**Selected text:**
+++
Noam Chomsky contends that there is little moral difference between chattel slavery and renting one's self to an owner or "wage slavery". He feels that it is an attack on personal integrity that undermines individual freedom. He holds that workers should own and control their workplace. Many libertarian socialists argue that large-scale voluntary associations should manage industrial manufacture, while workers retain rights to the individual products of their labor. As such, they see a distinction between the concepts of "private property" and "personal possession". Whereas "private property" grants an individual exclusive control over a thing whether it is in use or not, and regardless of its productive capacity, "possession" grants no rights to things that are not in use.

In addition to individualist anarchist Benjamin Tucker's "big four" monopolies (land, money, tariffs, and patents), Kevin Carson argues that the state has also transferred wealth to the wealthy by subsidizing organizational centralization, in the form of transportation and communication subsidies. He believes that Tucker overlooked this issue due to Tucker's focus on individual market transactions, whereas Carson also focuses on organizational issues. Carson holds that "capitalism, arising as a new class society directly from the old class society of the Middle Ages, was founded on an act of robbery as massive as the earlier feudal conquest of the land. It has been sustained to the present by continual state intervention to protect its system of privilege without which its survival is unimaginable." Carson coined the pejorative term "vulgar libertarianism", a phrase that describes the use of a free market rhetoric in defense of corporate capitalism and economic inequality. According to Carson, the term is derived from the phrase "vulgar political economy", which Karl Marx described as an economic order that "deliberately becomes increasingly apologetic and makes strenuous attempts to talk out of existence the ideas which contain the contradictions [existing in economic life]."

Marxism 

Karl Marx saw capitalism as a historical stage, once progressive but which would eventually stagnate due to internal contradictions and would eventually be followed by socialism. Marx claimed that capitalism was nothing more than a necessary stepping stone for the progression of man, which would then face a political revolution before embracing the classless society.
+++
**Stored data:**
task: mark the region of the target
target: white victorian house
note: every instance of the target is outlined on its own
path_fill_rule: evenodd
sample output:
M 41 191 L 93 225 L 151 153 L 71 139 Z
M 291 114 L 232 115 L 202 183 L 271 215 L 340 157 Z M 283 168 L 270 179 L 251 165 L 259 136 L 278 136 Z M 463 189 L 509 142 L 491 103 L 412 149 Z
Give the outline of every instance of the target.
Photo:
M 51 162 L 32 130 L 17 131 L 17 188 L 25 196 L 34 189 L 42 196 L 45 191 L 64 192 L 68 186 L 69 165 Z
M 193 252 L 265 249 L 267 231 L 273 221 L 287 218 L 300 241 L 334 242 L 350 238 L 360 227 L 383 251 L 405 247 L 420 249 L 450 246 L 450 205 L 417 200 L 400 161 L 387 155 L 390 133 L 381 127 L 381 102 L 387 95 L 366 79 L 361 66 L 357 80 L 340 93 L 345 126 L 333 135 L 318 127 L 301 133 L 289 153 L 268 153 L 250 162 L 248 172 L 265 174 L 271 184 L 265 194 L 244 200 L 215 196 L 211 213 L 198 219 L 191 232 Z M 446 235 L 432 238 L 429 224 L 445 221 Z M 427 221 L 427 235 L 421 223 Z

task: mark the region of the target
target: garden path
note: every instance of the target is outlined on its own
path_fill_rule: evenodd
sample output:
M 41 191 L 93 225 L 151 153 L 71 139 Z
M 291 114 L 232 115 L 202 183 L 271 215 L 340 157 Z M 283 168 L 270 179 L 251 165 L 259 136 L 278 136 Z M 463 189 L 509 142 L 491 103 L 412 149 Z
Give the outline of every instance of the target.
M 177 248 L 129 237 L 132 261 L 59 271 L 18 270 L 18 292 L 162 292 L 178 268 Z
+++
**Request 1:** Set down the passage from the critiques of capitalism word for word, beginning at the words that have "Noam Chomsky contends" and stopping after "not in use.".
**Request 2:** Take the passage on critiques of capitalism further, picking up after its last sentence.

**Written response 1:**
Noam Chomsky contends that there is little moral difference between chattel slavery and renting one's self to an owner or "wage slavery". He feels that it is an attack on personal integrity that undermines individual freedom. He holds that workers should own and control their workplace. Many libertarian socialists argue that large-scale voluntary associations should manage industrial manufacture, while workers retain rights to the individual products of their labor. As such, they see a distinction between the concepts of "private property" and "personal possession". Whereas "private property" grants an individual exclusive control over a thing whether it is in use or not, and regardless of its productive capacity, "possession" grants no rights to things that are not in use.

**Written response 2:**
Contemporary anti-capitalism 
Inspired by Marxist thought, the Frankfurt School in Germany was established in 1923, with the purpose of analyzing the superstructure. Marx defined the superstructure as the social stratification and mores reflecting the economic base of capitalism. Through the 1930s, the Frankfurt School, led by thinkers such as Herbert Marcuse and Max Horkheimer created the philosophical movement of Critical Theory. Later, Critical theorist Jürgen Habermas noted that the universality of modern worldviews posed a threat to marginalized perspectives outside of western rationality. While Critical Theory emphasized the social issues stemming from capitalism with intention towards liberating humanity, it did not directly offer an alternative economic model. Instead its analysis shifted attention to the reinforcement of existing power dynamics through statecraft and a complicit citizenry. 

In turn, Critical Theory inspired postmodern philosophers such as Michel Foucault to conceptualize how we form identities through social interaction. During the 1960s and 1970s the global political movement called the New Left explored what liberation entailed through social activism on behalf of these identities. Therefore, socialist identifying movements critical of capitalism extended their reach beyond purely economic considerations and became involved in anti-war and civil rights movements. Later this postmodern activism centered around identities regarding ethnicity, gender, orientation, and race would influence more direct anti-capitalist movements.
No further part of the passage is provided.